Material supplied: Begin

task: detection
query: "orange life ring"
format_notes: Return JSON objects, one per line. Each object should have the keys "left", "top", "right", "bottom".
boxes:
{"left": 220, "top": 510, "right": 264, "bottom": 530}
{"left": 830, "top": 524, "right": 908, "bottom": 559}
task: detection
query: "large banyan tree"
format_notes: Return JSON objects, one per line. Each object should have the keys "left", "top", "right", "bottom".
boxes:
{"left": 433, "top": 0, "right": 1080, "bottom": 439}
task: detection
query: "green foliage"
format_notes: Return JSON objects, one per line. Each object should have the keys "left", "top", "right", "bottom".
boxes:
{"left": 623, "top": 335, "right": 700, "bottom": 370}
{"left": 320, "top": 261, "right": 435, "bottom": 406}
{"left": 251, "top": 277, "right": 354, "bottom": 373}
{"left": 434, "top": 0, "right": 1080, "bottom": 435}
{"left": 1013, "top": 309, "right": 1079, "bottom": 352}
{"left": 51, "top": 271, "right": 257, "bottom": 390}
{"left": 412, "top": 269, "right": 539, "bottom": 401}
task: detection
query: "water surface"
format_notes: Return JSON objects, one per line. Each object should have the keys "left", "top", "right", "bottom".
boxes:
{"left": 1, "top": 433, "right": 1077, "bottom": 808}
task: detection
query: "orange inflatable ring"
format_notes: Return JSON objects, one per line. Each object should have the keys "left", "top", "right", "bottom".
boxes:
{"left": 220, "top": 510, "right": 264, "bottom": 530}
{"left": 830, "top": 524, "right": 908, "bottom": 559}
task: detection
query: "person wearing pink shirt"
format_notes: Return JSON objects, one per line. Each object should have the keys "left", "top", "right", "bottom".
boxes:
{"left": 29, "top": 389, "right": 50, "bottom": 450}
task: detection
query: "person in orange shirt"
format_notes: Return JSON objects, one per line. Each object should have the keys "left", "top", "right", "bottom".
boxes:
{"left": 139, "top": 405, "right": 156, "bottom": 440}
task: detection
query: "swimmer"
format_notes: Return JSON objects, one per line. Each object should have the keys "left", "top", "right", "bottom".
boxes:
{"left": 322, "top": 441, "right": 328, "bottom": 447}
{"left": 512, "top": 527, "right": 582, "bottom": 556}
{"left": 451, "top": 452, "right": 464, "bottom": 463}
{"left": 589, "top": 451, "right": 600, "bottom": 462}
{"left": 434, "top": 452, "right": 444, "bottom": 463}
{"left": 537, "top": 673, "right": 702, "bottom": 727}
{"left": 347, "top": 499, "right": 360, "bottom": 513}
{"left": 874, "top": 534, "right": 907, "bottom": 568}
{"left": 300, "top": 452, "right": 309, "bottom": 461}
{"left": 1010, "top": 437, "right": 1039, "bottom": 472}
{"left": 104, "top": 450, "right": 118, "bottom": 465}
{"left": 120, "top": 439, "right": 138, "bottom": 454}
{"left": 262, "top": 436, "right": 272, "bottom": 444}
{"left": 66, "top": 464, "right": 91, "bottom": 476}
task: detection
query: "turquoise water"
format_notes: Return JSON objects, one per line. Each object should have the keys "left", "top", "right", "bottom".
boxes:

Material supplied: End

Work item: The answer is every entry, copied word for word.

Worked solution:
task: detection
query: "orange life ring"
format_notes: Return JSON objects, one per line. Each object should have the keys "left", "top", "right", "bottom".
boxes:
{"left": 220, "top": 510, "right": 264, "bottom": 530}
{"left": 830, "top": 524, "right": 908, "bottom": 559}
task: detection
query: "large banyan tree"
format_notes: Return JSON objects, one per line. Each object should have the keys "left", "top", "right", "bottom".
boxes:
{"left": 433, "top": 0, "right": 1080, "bottom": 439}
task: detection
query: "green foliage"
format_notes: Return JSON objects, one per line. Each object should have the keys "left", "top", "right", "bottom".
boxes:
{"left": 623, "top": 335, "right": 700, "bottom": 370}
{"left": 320, "top": 261, "right": 435, "bottom": 406}
{"left": 251, "top": 277, "right": 354, "bottom": 373}
{"left": 434, "top": 0, "right": 1080, "bottom": 435}
{"left": 1013, "top": 309, "right": 1079, "bottom": 352}
{"left": 51, "top": 271, "right": 257, "bottom": 390}
{"left": 412, "top": 269, "right": 539, "bottom": 401}
task: detection
query: "water surface"
format_notes: Return JSON objects, one per line. Each object should have the keys "left", "top", "right", "bottom".
boxes:
{"left": 1, "top": 433, "right": 1077, "bottom": 808}
task: detection
query: "orange inflatable ring"
format_notes: Return JSON objects, one per line. Each object should have the keys "left", "top", "right", "bottom".
boxes:
{"left": 220, "top": 510, "right": 264, "bottom": 530}
{"left": 830, "top": 524, "right": 908, "bottom": 559}
task: detection
query: "person wearing pink shirt"
format_notes: Return JSON objects, one per line. Each object should have the keys "left", "top", "right", "bottom".
boxes:
{"left": 29, "top": 389, "right": 50, "bottom": 450}
task: detection
query: "person in orange shirt"
format_notes: Return JSON objects, one per line. Each object should have the keys "left", "top", "right", "bottom".
boxes:
{"left": 139, "top": 405, "right": 156, "bottom": 440}
task: detection
query: "swimmer"
format_notes: Return JSON objects, one per line. Each object should have the keys "left", "top", "right", "bottom".
boxes:
{"left": 322, "top": 441, "right": 328, "bottom": 447}
{"left": 512, "top": 527, "right": 582, "bottom": 556}
{"left": 451, "top": 452, "right": 464, "bottom": 463}
{"left": 589, "top": 451, "right": 600, "bottom": 462}
{"left": 434, "top": 452, "right": 444, "bottom": 463}
{"left": 537, "top": 673, "right": 702, "bottom": 727}
{"left": 347, "top": 499, "right": 360, "bottom": 513}
{"left": 874, "top": 534, "right": 907, "bottom": 568}
{"left": 300, "top": 452, "right": 309, "bottom": 461}
{"left": 1010, "top": 437, "right": 1039, "bottom": 472}
{"left": 104, "top": 450, "right": 118, "bottom": 465}
{"left": 120, "top": 439, "right": 138, "bottom": 454}
{"left": 262, "top": 436, "right": 272, "bottom": 444}
{"left": 66, "top": 464, "right": 91, "bottom": 476}
task: detection
query: "turquoise water"
format_notes: Return JSON objects, one per line. Each object should have the keys "left", "top", "right", "bottom".
boxes:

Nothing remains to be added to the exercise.